- **Short problem A**
In the forum thread on the worst beating in MMA, for roughly how long does ToeZup say Schilt was mounted?
- **Short problem B**
Rewrite the forum thread on the worst beating in MMA, starting with "I don't think" and going on through "took a beating.", and put "Tito Ortiz" in place of "Ortiz".
- **Short problem C**
Carry on the forum thread on the worst beating in MMA from the point where it stops.

-------- Excerpted passage

# Who has taken the worst beating in MMA?



## ToeZup (Jan 7, 2008)

Who do you think has taken the worst beating in an MMA fight? Pics and gifs are a plus.

I'm going to have to go with. Sakuraba vs Arona

Sakuraba took the worst beating ever imo.


----------



## Cartheron (Sep 5, 2007)

Sakuraba no doubt. Takayama next against Frye.


----------



## kamikaze145 (Oct 3, 2006)

Sakaraba has taken multiple beatings. I would have to go with him also.


----------



## wukkadb (Jan 1, 2007)

Frye vs Takayama or Arona vs Sakuraba


----------



## kds13 (Nov 27, 2006)

I don't think there will be much of a discussion here, Saku got whooped on by Arona. It was actually really sad to watch too. A good sleeper would be Ortiz vs. Shamrock I. Ken took a beating.


----------



## ToeZup (Jan 7, 2008)

Very true^^^

Leonard Garcia took a beating when he fought Roger Huerta.
I just watched that one again last night.


----------



## The Legend (Jun 13, 2006)

Here is my vote:


----------



## sirdilznik (Nov 21, 2006)

Saku all the way on this one. The Wandy beatings. The Arona beating... /cringes


----------



## awake (Nov 5, 2006)

Enson Inoue vs Igor Vovchanchyn was pretty sick. Poor Enson.


----------



## Damone (Oct 1, 2006)

Scott Morris was pretty much dead after Pat Smith got done with him.

Schilt took a sadistic beating at the hands of Sergei Kharitonov. I normally don't pity guys who fight in MMA, but I literally felt sorry for Semmy Schilt.


----------



## ToeZup (Jan 7, 2008)

Wow I forgot about that Sergei Kharitonov/Semmy Schilt fight.
That was a long beating. Schilt was mounted for like 5 minutes. Poor guy. +rep for that one man.
That was a crazy fight. Schilt was like twice the size of Sergei to.


----------



## rufio.e0 (Jul 5, 2007)

My own little motivational picture parody.

Babalu demolished Heath... not only was he pounded to a bloody pulp, but choked out too.


----------



## Fedor>all (Oct 22, 2006)

Sakuraba for sure.


----------



## Arlovski_Fan (Apr 25, 2007)

rufio.e0 said:


> View attachment 1145
> 
> My own little motivational picture parody.
> 
> Babalu demolished Heath... not only was he pounded to a bloody pulp, but choked out too.


Thats a good point. He was getting beaten pretty bad and ended with a long choke out. Thats pretty much the worst you can do.


----------



## plazzman (Mar 29, 2007)

Sakuraba by alot of people

Takayama by Frye

Shamrock by Ortiz

Kanehara by Shogun

Jardine by Houston

Inoue by Vovy

Herring by Fedor

Sergei by Overeem


----------



## swpthleg (Dec 31, 2006)

I'd like to see the repair and refurbishment on Sakuraba's face,if there's much scarring, if he has nerve damage, etc.


----------



## Cartheron (Sep 5, 2007)

----------------
-------- Given data

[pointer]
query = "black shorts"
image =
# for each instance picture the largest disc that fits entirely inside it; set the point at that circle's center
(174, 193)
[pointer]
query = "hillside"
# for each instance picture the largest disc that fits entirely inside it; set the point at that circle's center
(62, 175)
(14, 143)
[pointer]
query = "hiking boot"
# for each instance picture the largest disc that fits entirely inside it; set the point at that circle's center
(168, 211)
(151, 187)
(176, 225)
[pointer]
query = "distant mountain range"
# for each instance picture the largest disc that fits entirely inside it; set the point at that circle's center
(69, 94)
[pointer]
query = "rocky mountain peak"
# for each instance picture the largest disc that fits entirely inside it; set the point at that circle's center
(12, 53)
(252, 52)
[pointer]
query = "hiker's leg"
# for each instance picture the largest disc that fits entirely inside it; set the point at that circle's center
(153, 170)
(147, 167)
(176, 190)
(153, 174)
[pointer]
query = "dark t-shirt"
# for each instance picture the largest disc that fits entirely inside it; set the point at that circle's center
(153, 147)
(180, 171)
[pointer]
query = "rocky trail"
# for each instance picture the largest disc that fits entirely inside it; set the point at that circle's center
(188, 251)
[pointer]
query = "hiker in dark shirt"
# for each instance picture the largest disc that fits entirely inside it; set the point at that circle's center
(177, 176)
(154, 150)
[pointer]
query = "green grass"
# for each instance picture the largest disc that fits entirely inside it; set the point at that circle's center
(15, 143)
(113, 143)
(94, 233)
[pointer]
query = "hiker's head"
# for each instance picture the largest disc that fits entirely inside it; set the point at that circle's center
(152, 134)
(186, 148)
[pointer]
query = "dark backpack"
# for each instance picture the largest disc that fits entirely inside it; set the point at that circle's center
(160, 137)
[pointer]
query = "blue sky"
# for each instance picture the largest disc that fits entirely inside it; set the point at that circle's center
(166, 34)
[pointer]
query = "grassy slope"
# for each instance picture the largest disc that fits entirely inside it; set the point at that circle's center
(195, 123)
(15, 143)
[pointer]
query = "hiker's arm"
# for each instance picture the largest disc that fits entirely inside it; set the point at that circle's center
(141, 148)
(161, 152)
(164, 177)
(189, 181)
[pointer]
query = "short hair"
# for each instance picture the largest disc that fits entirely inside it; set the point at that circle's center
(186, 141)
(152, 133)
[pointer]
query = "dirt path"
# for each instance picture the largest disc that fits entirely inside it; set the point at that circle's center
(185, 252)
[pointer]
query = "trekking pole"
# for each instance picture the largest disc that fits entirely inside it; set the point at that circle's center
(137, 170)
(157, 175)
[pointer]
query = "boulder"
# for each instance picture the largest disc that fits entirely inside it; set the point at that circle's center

----------------

- **Exercise response A**
About 5 minutes.

- **Exercise response B**
I don't think there will be much of a discussion here, Saku got whooped on by Arona. It was actually really sad to watch too. A good sleeper would be Tito Ortiz vs. Shamrock I. Ken took a beating.

- **Exercise response C**
Balls, I forgot the beating on Enson by Vovchanchyn. He couldn't even walk to his corner, the whole side of his face was swelled like half an inch. 

Just watched the Pride HW GP yesterday and today and indeed Semmy received a severe beatdown from Kharitanov. That was some beastly hammerfists and straights for a loooooong period of time. Semmy's got a hard head.


----------



## Damone (Oct 1, 2006)

Babalu looked great against David Heath. Matter of fact, that was the best Babalu I have ever seen, and I've seen most if not all of Sobral's fights. Everything looked good, and he made short work out of a solid fighter.


----------



## johnfromthe219 (Sep 9, 2007)

ToeZup said:


> Who do you think has taken the worst beating in an MMA fight? Pics and gifs are a plus.
> 
> I'm going to have to go with. Sakuraba vs Arona
> 
> Sakuraba took the worst beating ever imo.


100% agree one of the only fights i ever had a hard time watching


----------



## rufio.e0 (Jul 5, 2007)

I change my vote... I forgot this fight.

Brandon Lee Hinkle & Sean Gannon
or 
Sergei Kharitonov vs Semmy Schiltt


----------



## Terry77 (Jan 5, 2007)

Enson/Igor and Schilt/Sergei are just slow and violent, like fights that should have been stopped way earlier.


----------



## The Legend (Jun 13, 2006)

It wasn't necessarily long or bloody (or at least I didn't see blood) but what about Ryan Schultz vs. Chris Horodecki not too long ago?


----------



## Fedor>all (Oct 22, 2006)

The Legend said:


> It wasn't necessarily long or bloody (or at least I didn't see blood) but what about Ryan Schultz vs. Chris Horodecki not too long ago?


Yeah, Horodecki was pretty much helpless.. like a bird with a trapped wing eating punches.


----------



## southpaw447 (Mar 21, 2007)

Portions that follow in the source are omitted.